Pasaje proporcionado =
+++

A Cruz le habían disparado el sábado pasado, durante la represión de una
protesta, a manos del Esmad, con un cartucho de carga múltiple y munición de
impacto tipo bean bag, en un arma de fuego tipo escopeta calibre 12, un tipo
de armamento permitido para el cuerpo antidisturbios. Pancartas y grafitis
alrededor del Congreso manifiestan en estos momentos el reclamo popular: “No
más Esmad”, “Esmad asesinos” y “Desmonte Esmad”. A su muerte se sumó este
martes 26 la de Brandon Cely, un soldado de 21 años que se grabó a sí mismo
apoyando las manifestaciones y que, amedrentado por sus compañeros y por el
mando militar, decidió quitarse la vida.

 

Mala educación 

 

En la actualidad, tras 15 meses en el poder, Duque roza un 70 por ciento de
desaprobación entre la población. De hecho, el pasado mes de octubre, su
partido, el Centro Democrático, perdió las elecciones seccionales en
ciudades como Bogotá, Cali e incluso Medellín, un feudo político del líder
de su partido, el ex presidente Álvaro Uribe. Precisamente es en estas tres
ciudades donde las protestas se han hecho sentir con más fuerza durante este
caliente mes de noviembre.

 

El peso juvenil en estas protestas viene marcado por dos circunstancias
especiales: el enorme distanciamiento existente entre este sector social y
el establishment político colombiano –sea este conservador o progresista– y
la lucha de los universitarios en las calles en reclamo de una educación
gratuita y de calidad. En los meses previos al estadillo actual, habían sido
varias las movilizaciones protagonizadas por los estudiantes de la enseñanza
superior que pedían más presupuesto y atención para la educación pública.
Colombia, un país que se jacta de ser parte de la Organización para la
Cooperación y el Desarrollo Económico (Ocde), aparece entre los más
rezagados de sus Estados miembros si se tienen en cuenta los indicadores
referidos al nivel formativo de su población estudiantil. Por otro lado, tan
sólo el 9 por ciento de los estudiantes provenientes de familias pobres
colombianas llega a acceder a la universidad, frente a un 53 por ciento de
acceso de estudiantes provenientes de familias pudientes.

 

Las organizaciones estudiantiles –especialmente las universitarias– están
exigiendo ahora el fin de los recortes presupuestarios en la educación, el
cumplimiento de los acuerdos alcanzados con el gobierno con anterioridad a
las protestas (dotación presupuestaria, aplicable en cuatro años, de más de
1.300 millones de dólares para la educación superior en instituciones
gratuitas) y el cese de la corrupción enraizada en la gestión de las
universidades estatales.

+++

Objetivo de la tarea = Reproduce de forma literal la parte del pasaje sobre las protestas en Colombia que comienza en las palabras "Mala educación" y termina después de "mes de noviembre.".

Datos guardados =
+++

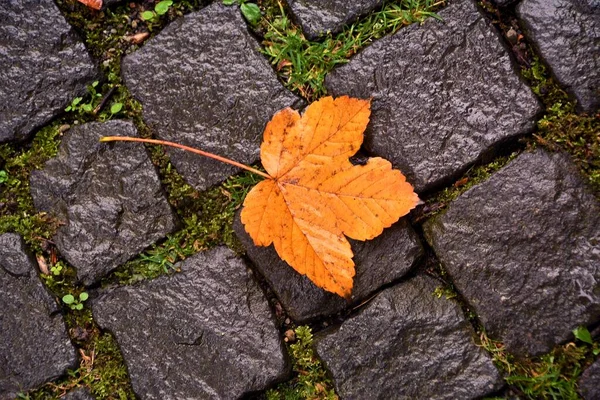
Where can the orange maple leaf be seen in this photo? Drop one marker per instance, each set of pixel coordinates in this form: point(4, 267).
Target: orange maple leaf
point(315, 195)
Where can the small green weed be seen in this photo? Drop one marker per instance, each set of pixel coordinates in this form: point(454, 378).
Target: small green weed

+++

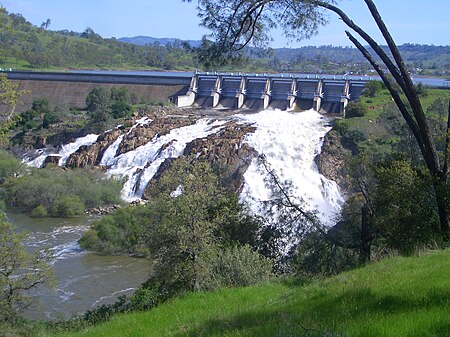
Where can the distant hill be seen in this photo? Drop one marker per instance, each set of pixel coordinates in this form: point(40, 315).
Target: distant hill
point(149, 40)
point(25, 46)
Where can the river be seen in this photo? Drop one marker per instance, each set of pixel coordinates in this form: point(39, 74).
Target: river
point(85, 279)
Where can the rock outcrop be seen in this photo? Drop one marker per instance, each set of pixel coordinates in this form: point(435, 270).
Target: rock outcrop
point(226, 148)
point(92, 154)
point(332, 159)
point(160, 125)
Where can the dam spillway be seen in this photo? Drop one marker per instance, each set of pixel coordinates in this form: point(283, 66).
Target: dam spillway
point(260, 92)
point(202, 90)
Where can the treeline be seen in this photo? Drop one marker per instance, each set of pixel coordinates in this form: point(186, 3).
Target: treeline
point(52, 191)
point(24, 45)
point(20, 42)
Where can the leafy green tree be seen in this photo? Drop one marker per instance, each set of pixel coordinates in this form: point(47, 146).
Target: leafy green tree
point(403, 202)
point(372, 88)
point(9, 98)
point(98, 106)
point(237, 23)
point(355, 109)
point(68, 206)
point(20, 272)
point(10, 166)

+++

Resultado del ejercicio =
Mala educación 

 

En la actualidad, tras 15 meses en el poder, Duque roza un 70 por ciento de
desaprobación entre la población. De hecho, el pasado mes de octubre, su
partido, el Centro Democrático, perdió las elecciones seccionales en
ciudades como Bogotá, Cali e incluso Medellín, un feudo político del líder
de su partido, el ex presidente Álvaro Uribe. Precisamente es en estas tres
ciudades donde las protestas se han hecho sentir con más fuerza durante este
caliente mes de noviembre.